* What is expected
Write out every one of the lines below word for word, from first to last, and leave the pictures out of your answer.

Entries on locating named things
>>>>
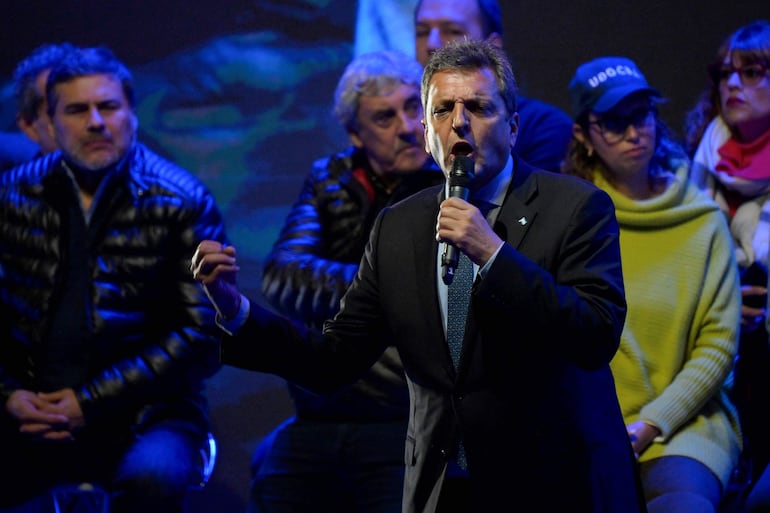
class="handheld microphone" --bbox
[441,155,473,285]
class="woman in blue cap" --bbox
[562,57,741,513]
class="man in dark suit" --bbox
[191,41,645,513]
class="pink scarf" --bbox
[716,130,770,180]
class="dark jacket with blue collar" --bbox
[0,144,225,434]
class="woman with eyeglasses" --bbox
[686,20,770,512]
[562,57,741,513]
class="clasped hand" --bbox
[436,194,503,266]
[5,388,85,441]
[190,240,241,319]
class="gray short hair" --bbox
[334,50,422,132]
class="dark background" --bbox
[0,0,770,513]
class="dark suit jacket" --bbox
[222,159,644,513]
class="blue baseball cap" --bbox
[569,57,661,119]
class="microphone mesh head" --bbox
[449,155,473,187]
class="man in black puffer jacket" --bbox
[0,48,225,513]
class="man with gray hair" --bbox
[249,51,444,513]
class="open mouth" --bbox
[450,142,473,157]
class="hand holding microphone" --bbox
[441,155,473,285]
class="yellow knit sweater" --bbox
[594,166,742,485]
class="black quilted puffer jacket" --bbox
[262,147,444,422]
[0,144,225,430]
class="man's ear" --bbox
[487,32,503,48]
[16,114,40,144]
[348,132,364,149]
[508,112,519,149]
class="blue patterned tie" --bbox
[440,252,473,470]
[447,252,473,369]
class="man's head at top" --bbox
[422,40,519,189]
[13,43,75,154]
[334,51,429,186]
[415,0,503,66]
[46,47,137,172]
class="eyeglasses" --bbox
[588,109,657,144]
[717,64,767,87]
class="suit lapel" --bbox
[493,159,537,248]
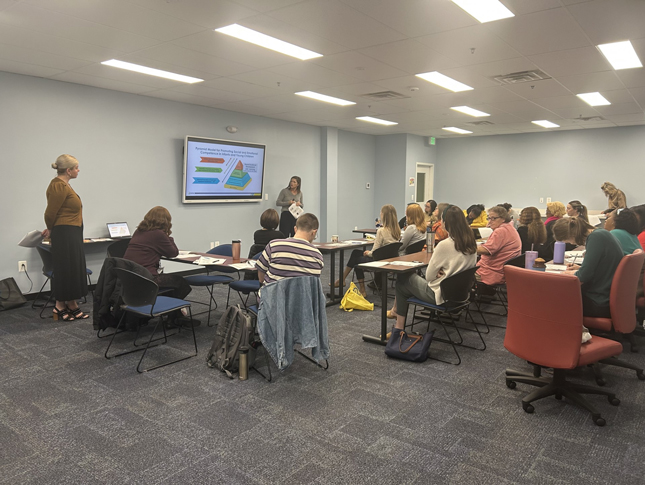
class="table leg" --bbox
[363,271,388,345]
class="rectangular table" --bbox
[359,251,432,345]
[314,239,374,306]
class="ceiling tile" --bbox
[268,0,405,49]
[487,8,590,56]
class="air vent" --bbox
[466,120,495,126]
[361,91,410,101]
[491,69,551,84]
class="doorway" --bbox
[416,163,434,201]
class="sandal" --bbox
[67,307,90,320]
[52,307,74,322]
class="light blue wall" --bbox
[0,72,322,292]
[435,126,645,210]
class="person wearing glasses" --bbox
[476,205,522,296]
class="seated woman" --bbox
[539,201,573,261]
[123,206,191,300]
[391,205,477,329]
[399,204,427,255]
[567,200,589,222]
[432,202,450,245]
[476,205,522,295]
[605,209,643,256]
[517,207,546,253]
[464,204,488,227]
[334,204,401,296]
[553,217,623,318]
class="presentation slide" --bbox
[184,137,266,202]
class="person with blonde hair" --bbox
[123,205,190,308]
[42,155,89,321]
[334,204,400,296]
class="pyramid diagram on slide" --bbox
[224,160,251,190]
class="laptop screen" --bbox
[107,222,130,237]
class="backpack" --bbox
[206,305,255,379]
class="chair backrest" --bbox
[405,240,426,254]
[107,239,130,258]
[207,244,233,256]
[114,268,159,306]
[504,266,582,369]
[609,249,645,333]
[440,266,477,303]
[36,246,54,276]
[372,243,403,261]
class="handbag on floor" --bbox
[0,278,27,310]
[385,328,434,362]
[340,281,374,312]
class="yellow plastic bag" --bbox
[340,281,374,312]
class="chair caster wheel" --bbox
[593,416,607,426]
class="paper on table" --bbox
[18,229,43,248]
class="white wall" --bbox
[435,126,645,209]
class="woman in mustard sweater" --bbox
[43,155,89,321]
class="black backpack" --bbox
[206,305,255,379]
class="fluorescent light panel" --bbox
[295,91,356,106]
[101,59,203,84]
[452,0,515,24]
[416,71,473,93]
[215,24,322,61]
[356,116,398,126]
[531,120,560,128]
[450,106,490,118]
[442,126,472,135]
[598,40,643,71]
[576,93,611,106]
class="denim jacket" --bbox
[258,276,329,370]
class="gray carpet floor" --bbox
[0,255,645,485]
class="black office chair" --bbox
[105,268,197,373]
[31,245,92,318]
[406,267,486,365]
[107,239,130,258]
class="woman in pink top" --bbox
[477,206,522,294]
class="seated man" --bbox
[256,213,324,284]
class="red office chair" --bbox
[583,249,645,386]
[504,266,623,426]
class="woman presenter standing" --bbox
[43,155,89,321]
[275,175,304,237]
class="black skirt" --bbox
[51,226,87,301]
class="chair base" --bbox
[506,369,620,426]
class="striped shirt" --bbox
[256,237,324,284]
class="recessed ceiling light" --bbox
[450,106,490,118]
[452,0,515,24]
[356,116,398,126]
[215,24,322,61]
[416,71,473,93]
[442,126,472,135]
[101,59,203,84]
[295,91,356,106]
[598,40,643,70]
[531,120,560,128]
[576,93,611,106]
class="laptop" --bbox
[107,222,131,239]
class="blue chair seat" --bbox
[228,280,260,295]
[122,296,190,317]
[184,274,233,286]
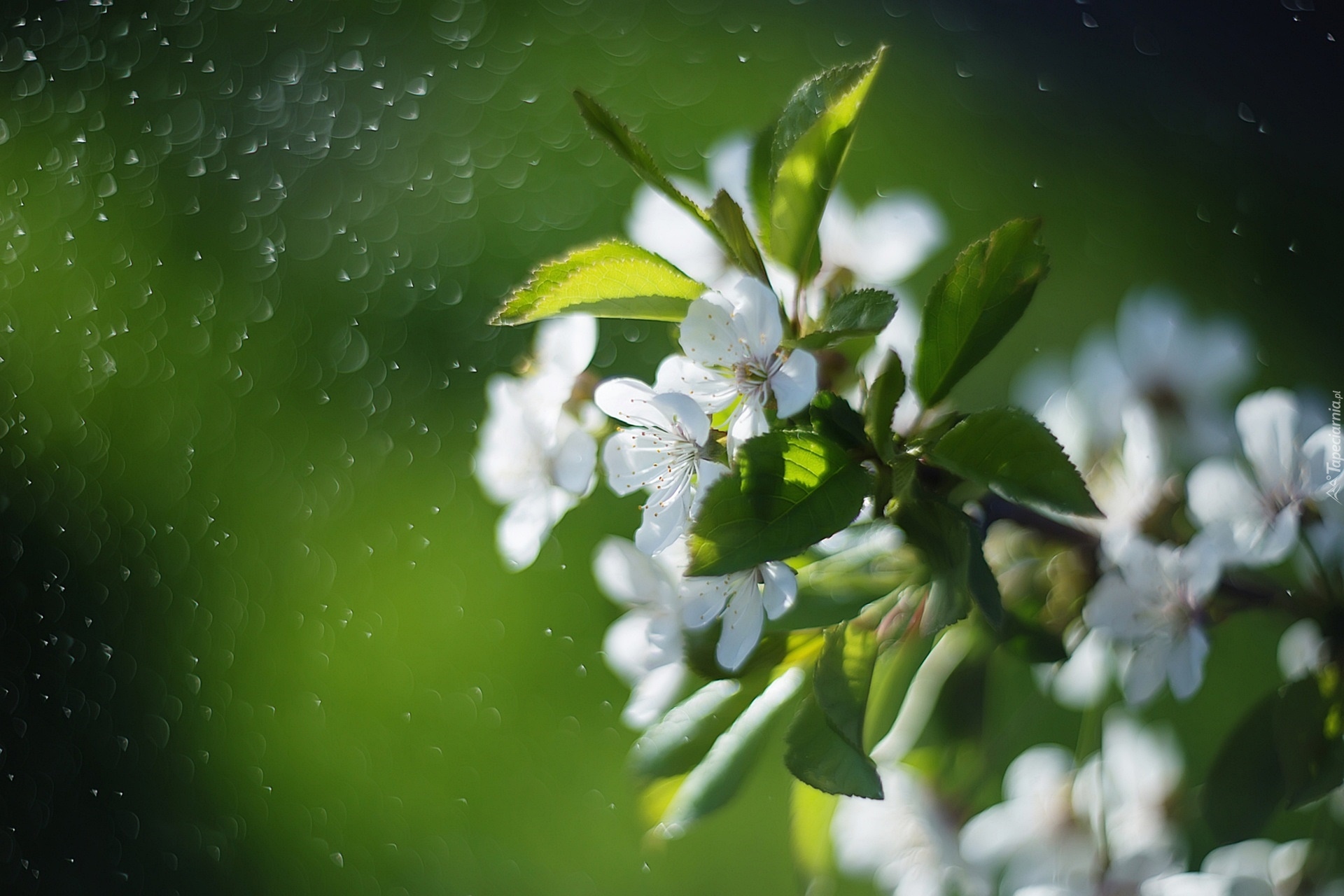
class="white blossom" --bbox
[593,536,687,729]
[831,764,989,896]
[681,560,798,672]
[1185,388,1326,567]
[593,377,729,554]
[657,276,817,454]
[961,744,1098,893]
[475,316,596,570]
[961,712,1184,896]
[1084,538,1222,703]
<<<<
* Exercise answer
class="handheld microphone" --bbox
[441,155,473,285]
class="woman in blue cap" --bbox
[562,57,741,513]
class="man in dark suit" --bbox
[191,41,645,513]
class="pink scarf" --bbox
[716,130,770,180]
class="dark jacket with blue collar" --bbox
[0,144,225,434]
class="woman with eyeglasses" --bbox
[686,20,770,512]
[562,57,741,513]
class="clasped hand" --bbox
[436,194,503,266]
[5,388,85,441]
[190,240,241,319]
class="gray short hair" --bbox
[334,50,422,132]
class="dark background" --bbox
[0,0,770,513]
class="dark suit jacket" --bbox
[222,159,644,513]
class="blue baseball cap" --bbox
[569,57,661,119]
class="microphone mesh head" --bbox
[449,155,473,187]
class="man in black puffer jacket" --bbox
[0,48,225,513]
class="man with gray hair" --bbox
[249,51,444,513]
class="open mouth" --bbox
[450,142,473,157]
class="hand holding microphone" --bbox
[441,155,473,285]
class="yellow knit sweater" --bbox
[594,166,742,485]
class="black quilted puffer jacket" --bbox
[262,147,444,422]
[0,144,225,430]
class="man's ear" --bbox
[487,32,503,48]
[16,114,40,144]
[348,132,364,149]
[508,112,519,149]
class="blue patterned tie" --bbox
[440,252,473,470]
[447,252,473,369]
class="man's head at top" --bbox
[422,40,519,189]
[13,43,75,154]
[334,51,429,186]
[415,0,503,66]
[46,47,137,172]
class="eyeglasses" --bbox
[588,109,657,144]
[717,64,767,87]
class="suit lapel" --bbox
[493,159,537,248]
class="table leg" --bbox
[363,271,388,345]
class="rectangular table" --bbox
[359,251,432,345]
[314,239,374,306]
class="ceiling tile" --bbox
[268,0,405,49]
[487,8,590,56]
class="air vent" --bbox
[466,120,495,126]
[361,91,410,101]
[491,69,551,84]
class="doorway" --bbox
[416,163,434,201]
class="sandal" --bbox
[67,307,90,320]
[52,307,74,322]
class="light blue wall" --bbox
[0,72,322,292]
[435,126,645,210]
class="person wearing glasses" --bbox
[476,205,522,296]
class="seated woman" --bbox
[539,201,573,261]
[123,206,191,300]
[391,205,477,329]
[399,204,427,255]
[567,200,589,222]
[432,202,450,245]
[476,205,522,295]
[605,209,643,256]
[517,207,546,253]
[464,204,488,227]
[334,204,401,296]
[553,217,623,318]
class="presentation slide" --bbox
[184,137,266,202]
class="person with blonde hair" --bbox
[123,205,190,308]
[42,155,89,321]
[334,204,400,296]
class="pyramid diagram on slide" --bbox
[224,160,251,190]
class="laptop screen" --bbox
[107,222,130,237]
class="backpack" --bbox
[206,305,255,379]
class="chair backrest" --bbox
[405,240,426,254]
[107,239,130,258]
[207,244,233,256]
[114,268,159,306]
[504,266,582,369]
[609,249,645,333]
[440,266,477,303]
[36,246,54,276]
[372,243,403,261]
class="handbag on floor" --bbox
[0,278,27,310]
[385,328,434,362]
[340,281,374,312]
class="yellow plastic bag" --bbox
[340,281,374,312]
class="chair caster wheel" --bbox
[593,416,607,426]
class="paper on table" --bbox
[18,229,43,248]
class="white wall" --bbox
[435,126,645,209]
class="woman in mustard sweater" --bbox
[43,155,89,321]
class="black backpack" --bbox
[206,305,255,379]
class="fluorescent light panel" --bbox
[295,91,356,106]
[101,59,203,84]
[452,0,515,24]
[416,71,473,93]
[215,24,322,61]
[356,116,398,126]
[531,120,560,128]
[450,106,490,118]
[442,126,472,135]
[598,40,643,71]
[576,93,611,106]
class="denim jacket" --bbox
[258,276,329,370]
class="gray carpet floor" --bbox
[0,255,645,485]
class="black office chair" --bbox
[105,268,197,373]
[31,245,92,318]
[406,267,486,365]
[107,239,130,258]
class="woman in pink top" --bbox
[477,206,522,294]
class="seated man" --bbox
[256,213,324,284]
class="red office chair" --bbox
[583,249,645,386]
[504,266,623,426]
class="woman presenter standing" --bbox
[43,155,89,321]
[275,175,304,237]
class="black skirt" --bbox
[51,226,87,301]
class="chair base" --bbox
[506,369,620,426]
class="striped shirt" --bbox
[256,237,324,284]
class="recessed ceiling light" --bbox
[450,106,490,118]
[452,0,515,24]
[356,116,398,126]
[215,24,322,61]
[416,71,473,93]
[442,126,472,135]
[101,59,203,84]
[295,91,356,106]
[598,40,643,70]
[531,120,560,128]
[576,93,611,106]
class="laptop" --bbox
[107,222,131,239]
class="blue chair seat" --bbox
[228,280,260,295]
[122,296,190,317]
[184,274,233,286]
class="white blossom" --bbox
[593,536,687,729]
[831,764,989,896]
[681,560,798,672]
[1185,388,1326,567]
[593,377,729,554]
[657,276,817,454]
[961,744,1098,893]
[475,316,596,570]
[961,712,1184,896]
[1084,538,1222,703]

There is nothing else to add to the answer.